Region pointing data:
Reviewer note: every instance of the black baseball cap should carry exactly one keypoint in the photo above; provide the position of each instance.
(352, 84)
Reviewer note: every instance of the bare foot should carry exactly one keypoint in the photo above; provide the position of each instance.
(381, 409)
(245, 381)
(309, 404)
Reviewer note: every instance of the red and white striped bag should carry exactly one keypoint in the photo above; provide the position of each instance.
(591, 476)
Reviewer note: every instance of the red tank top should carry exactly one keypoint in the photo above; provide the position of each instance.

◆ About this task: Write all the entries again precisely as they were given.

◆ Answer to this problem:
Reviewer note: every instance of the black baseball cap should carry exactly one keypoint in the photo above; provide the position of each instance.
(352, 84)
Reviewer note: every instance of the bare foot should carry exactly one keypoint in the photo above; provide the position of each instance.
(381, 409)
(245, 381)
(309, 404)
Reviewer note: every instance of the red and white striped bag should carry exactly one keypoint in the photo above; provide the position of each instance.
(591, 476)
Reviewer note: every instance of the red tank top should carry exactly one keypoint in the photo above; provide the position of each instance.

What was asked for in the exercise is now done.